My week - 15 July 2013 - Degree ceremonies, honouring outstanding individuals and gratitude to colleagues

A regular update from Vice-Chancellor Professor Michael Arthur.

Professor Michael Arthur

Our degree ceremonies began last week – and what a glorious week it was! I conducted several of the ceremonies and, as usual, was struck by the joyous nature of the occasion as graduands and their parents and friends flocked on to campus to celebrate their achievements.  I always feel that ‘Graduation’ signals the end of the academic year and ‘job well done’ with another cohort of fantastic graduates leaving us to start to make a real difference to the world.

There is a sense of apprehension at the start of every ceremony that turns into complete joy and celebration as events proceed. At the end of each ceremony, we always give the assembled audience the chance for one last big clap and cheer. You should see the faces of our graduates as they receive that applause – it is a truly amazing moment.

This year we also had not one but three honorary degree ceremonies to celebrate. The criteria for awarding Honorary degrees are that they must be given to “individuals of real achievement and eminence in their respective fields…who are distinguished by excellence, originality and the capacity to excite”. I think it’s safe to say that the work and performance of all eight of our chosen recipients meets those standards!

The University awarded honorary Doctorates of Laws to our alumni and Olympic medal-winning triathletes the Brownlee brothers and Paralympic swimmer Claire Cashmore.  Also receiving an Honorary Doctorate of Laws was our outgoing Pro-Chancellor and Chair of the Council, Linda Pollard. During her six years at the University, Linda has made an invaluable contribution to the institution, and has also played a significant role with great public service in Leeds and Yorkshire.

Receiving Doctorates of Letters were the BBC Economics Editor, Stephanie Flanders, and Leeds-born journalist Martin Wainwright, a long-time friend of the University.  At their respective ceremonies each gave acceptance speeches and a vote of thanks on behalf of the graduates that were simply outstanding.  Martin Wainwright took the occasion to return a ‘Bodington Hall’ spoon that his father had ‘borrowed’ some 40 years or so earlier – we will mount it and place it in the University’s silverware cabinet as a permanent memento.  Stephanie Flanders focused on the assembled economics graduates, particularly the women, and gave them every encouragement to succeed. She was articulate and  humorous and I would recommend viewing her speech online - at 55.50.

* * * *

Work request 1:
Answer these questions using the Vice-Chancellor's update:
(a) How many honorary degree ceremonies were held this year?
(b) For how many years was Linda Pollard at the University?
(c) Who returned a 'Bodington Hall' spoon?
Work request 2: Reproduce the Vice-Chancellor's update between "There is a sense" and "truly amazing moment.", inclusive.
The records have no connection to the text above.

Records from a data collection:
* * * *

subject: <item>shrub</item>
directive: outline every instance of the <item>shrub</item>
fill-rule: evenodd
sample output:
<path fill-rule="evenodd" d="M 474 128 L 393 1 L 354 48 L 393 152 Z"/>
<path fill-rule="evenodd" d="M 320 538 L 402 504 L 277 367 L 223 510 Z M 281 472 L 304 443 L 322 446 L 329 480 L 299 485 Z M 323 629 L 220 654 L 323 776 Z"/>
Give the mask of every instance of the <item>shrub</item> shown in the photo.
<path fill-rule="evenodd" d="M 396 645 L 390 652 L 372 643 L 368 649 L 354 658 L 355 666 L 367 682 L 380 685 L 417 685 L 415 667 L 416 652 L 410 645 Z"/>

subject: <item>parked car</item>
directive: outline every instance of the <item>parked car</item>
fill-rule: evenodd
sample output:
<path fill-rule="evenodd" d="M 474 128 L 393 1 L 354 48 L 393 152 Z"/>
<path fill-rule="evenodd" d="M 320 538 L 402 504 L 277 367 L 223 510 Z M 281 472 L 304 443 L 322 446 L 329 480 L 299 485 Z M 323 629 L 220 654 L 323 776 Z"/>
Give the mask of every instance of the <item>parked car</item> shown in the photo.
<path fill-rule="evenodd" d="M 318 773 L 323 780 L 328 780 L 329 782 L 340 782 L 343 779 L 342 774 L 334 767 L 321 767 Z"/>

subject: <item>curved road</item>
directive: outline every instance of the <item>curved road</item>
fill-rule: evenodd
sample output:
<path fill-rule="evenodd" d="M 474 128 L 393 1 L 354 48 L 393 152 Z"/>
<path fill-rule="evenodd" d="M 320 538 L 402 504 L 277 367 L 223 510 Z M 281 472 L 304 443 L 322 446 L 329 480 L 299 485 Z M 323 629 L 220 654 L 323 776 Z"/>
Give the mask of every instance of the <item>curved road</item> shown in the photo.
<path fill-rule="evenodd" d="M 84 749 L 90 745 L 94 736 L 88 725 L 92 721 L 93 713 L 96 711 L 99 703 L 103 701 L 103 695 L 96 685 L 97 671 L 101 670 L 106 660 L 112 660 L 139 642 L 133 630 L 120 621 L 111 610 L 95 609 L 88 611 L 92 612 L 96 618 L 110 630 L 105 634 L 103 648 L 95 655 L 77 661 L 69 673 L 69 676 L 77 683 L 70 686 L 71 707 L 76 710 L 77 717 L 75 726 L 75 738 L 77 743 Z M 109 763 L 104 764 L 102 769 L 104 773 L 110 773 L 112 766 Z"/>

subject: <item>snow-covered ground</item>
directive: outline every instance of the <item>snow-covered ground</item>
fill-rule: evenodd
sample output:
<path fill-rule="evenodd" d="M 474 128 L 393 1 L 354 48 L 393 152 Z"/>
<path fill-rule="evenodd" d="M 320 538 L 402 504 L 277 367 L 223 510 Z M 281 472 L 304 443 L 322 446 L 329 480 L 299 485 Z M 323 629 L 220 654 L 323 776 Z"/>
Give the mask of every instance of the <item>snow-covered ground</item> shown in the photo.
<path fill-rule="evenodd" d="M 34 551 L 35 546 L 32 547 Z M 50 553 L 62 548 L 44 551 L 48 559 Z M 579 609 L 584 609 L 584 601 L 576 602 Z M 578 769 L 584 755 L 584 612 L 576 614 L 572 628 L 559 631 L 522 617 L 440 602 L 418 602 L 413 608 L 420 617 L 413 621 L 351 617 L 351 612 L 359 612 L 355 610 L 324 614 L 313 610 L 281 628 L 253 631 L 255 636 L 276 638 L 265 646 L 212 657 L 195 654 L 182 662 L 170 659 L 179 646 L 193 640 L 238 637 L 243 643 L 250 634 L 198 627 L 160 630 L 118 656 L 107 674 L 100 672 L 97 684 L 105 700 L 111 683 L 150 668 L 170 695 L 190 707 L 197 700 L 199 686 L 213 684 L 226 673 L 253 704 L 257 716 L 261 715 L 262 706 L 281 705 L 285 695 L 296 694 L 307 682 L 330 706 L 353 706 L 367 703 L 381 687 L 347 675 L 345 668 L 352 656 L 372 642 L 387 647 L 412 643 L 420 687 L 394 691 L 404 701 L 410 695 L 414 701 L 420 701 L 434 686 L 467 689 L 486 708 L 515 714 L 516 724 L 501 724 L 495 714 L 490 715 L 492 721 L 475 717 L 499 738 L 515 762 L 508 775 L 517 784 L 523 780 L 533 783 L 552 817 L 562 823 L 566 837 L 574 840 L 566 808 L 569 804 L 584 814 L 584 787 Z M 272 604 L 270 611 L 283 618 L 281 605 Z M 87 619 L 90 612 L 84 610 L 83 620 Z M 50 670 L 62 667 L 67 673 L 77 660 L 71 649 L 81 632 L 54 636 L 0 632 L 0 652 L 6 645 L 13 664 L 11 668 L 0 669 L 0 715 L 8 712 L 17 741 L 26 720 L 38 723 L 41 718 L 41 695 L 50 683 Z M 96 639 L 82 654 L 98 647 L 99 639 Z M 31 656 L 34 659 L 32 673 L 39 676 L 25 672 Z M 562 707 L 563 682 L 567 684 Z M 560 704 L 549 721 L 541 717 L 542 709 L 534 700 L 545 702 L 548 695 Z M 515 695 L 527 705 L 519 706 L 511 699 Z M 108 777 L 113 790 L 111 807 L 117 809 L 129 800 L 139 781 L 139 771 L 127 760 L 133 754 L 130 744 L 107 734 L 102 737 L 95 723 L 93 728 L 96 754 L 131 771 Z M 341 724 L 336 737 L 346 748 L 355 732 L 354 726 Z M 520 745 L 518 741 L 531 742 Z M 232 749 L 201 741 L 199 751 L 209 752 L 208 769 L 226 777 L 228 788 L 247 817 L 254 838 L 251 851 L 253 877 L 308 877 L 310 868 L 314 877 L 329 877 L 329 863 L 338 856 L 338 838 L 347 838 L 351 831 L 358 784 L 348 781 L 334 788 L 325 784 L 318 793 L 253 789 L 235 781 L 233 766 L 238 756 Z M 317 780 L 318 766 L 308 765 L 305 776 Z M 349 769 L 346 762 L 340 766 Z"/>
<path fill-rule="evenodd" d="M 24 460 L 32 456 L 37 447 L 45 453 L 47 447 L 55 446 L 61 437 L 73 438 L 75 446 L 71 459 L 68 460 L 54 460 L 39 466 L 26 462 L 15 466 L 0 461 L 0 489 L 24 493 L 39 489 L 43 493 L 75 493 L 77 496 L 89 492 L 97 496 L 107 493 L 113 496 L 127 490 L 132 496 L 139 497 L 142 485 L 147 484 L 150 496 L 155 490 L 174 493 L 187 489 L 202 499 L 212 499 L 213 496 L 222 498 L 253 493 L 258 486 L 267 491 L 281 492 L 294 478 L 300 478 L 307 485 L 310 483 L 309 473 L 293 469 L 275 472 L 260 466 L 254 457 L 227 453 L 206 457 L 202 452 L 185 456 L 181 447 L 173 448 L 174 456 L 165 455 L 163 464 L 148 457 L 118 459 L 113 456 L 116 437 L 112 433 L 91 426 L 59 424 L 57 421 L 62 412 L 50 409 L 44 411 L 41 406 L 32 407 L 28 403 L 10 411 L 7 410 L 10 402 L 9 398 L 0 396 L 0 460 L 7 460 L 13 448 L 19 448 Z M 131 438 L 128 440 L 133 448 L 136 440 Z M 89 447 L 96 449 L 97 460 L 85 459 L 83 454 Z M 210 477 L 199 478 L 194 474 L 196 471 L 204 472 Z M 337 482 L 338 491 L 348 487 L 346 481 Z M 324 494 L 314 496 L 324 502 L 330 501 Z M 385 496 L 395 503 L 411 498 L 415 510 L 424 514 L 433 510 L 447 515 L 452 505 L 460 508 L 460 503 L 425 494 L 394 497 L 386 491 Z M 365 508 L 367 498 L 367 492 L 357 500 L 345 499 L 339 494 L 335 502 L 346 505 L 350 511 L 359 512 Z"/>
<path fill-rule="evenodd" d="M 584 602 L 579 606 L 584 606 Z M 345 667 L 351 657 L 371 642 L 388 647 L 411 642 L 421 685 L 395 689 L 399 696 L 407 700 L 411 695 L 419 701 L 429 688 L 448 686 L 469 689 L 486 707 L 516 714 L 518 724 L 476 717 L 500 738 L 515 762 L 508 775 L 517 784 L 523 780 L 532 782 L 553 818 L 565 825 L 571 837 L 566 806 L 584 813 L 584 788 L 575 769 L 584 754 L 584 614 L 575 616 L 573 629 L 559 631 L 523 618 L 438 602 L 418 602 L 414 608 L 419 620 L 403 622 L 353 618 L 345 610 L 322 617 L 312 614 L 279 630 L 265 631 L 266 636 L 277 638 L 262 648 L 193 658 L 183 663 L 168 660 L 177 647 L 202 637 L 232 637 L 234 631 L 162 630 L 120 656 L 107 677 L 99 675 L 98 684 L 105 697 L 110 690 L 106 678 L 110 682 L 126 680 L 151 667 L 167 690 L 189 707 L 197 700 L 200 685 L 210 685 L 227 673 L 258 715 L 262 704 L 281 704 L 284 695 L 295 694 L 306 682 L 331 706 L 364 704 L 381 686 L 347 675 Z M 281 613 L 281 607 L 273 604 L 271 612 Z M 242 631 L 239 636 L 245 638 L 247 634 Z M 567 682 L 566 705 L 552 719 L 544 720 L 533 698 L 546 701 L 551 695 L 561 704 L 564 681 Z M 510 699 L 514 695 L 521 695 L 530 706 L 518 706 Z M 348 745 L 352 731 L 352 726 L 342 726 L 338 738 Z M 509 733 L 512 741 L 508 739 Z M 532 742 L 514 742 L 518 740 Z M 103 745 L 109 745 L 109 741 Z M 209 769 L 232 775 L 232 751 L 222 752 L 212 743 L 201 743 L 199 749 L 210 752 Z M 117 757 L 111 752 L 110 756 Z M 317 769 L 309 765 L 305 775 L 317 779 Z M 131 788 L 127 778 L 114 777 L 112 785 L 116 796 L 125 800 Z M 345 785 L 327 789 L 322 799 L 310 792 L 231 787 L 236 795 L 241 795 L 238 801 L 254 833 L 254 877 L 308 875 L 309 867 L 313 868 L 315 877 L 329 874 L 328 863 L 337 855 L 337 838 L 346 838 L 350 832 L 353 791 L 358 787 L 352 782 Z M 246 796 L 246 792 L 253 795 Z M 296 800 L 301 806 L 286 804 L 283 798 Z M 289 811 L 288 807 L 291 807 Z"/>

* * * *

Exercise response 1:
(a) Three.
(b) Six years.
(c) Martin Wainwright.

Exercise response 2:
There is a sense of apprehension at the start of every ceremony that turns into complete joy and celebration as events proceed. At the end of each ceremony, we always give the assembled audience the chance for one last big clap and cheer. You should see the faces of our graduates as they receive that applause – it is a truly amazing moment.